# Activity
How many of the lines below include "Format"? Give the number and no other words.

Records from a dataset:
################
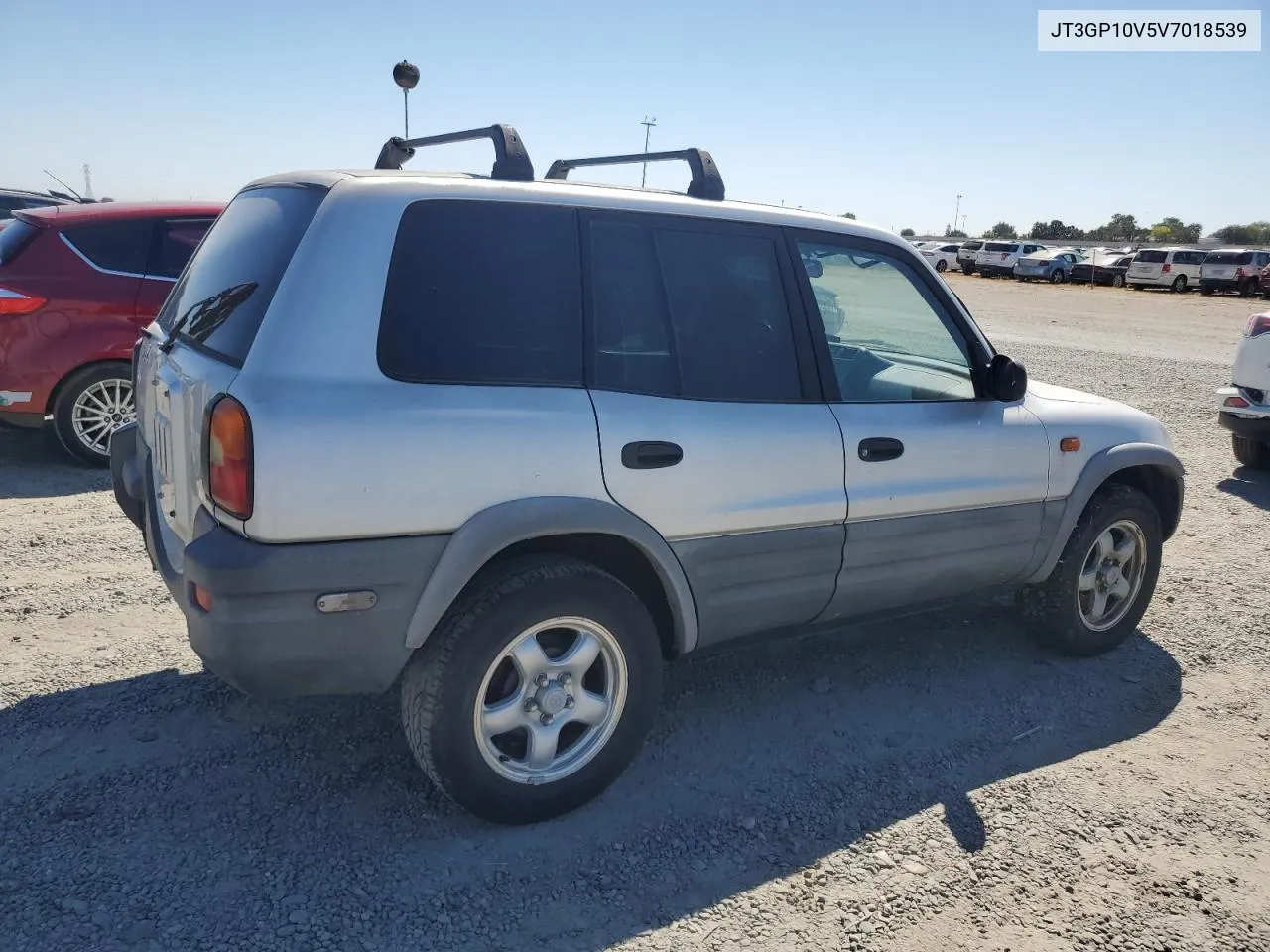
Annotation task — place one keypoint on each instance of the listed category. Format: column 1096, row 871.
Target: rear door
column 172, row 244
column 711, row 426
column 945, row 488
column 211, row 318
################
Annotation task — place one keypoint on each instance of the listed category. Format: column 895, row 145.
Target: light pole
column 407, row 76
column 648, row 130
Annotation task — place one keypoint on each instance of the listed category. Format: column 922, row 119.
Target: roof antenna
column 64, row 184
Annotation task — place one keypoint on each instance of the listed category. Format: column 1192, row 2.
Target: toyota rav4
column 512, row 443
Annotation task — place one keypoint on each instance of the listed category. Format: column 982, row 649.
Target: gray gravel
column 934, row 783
################
# Written solution
5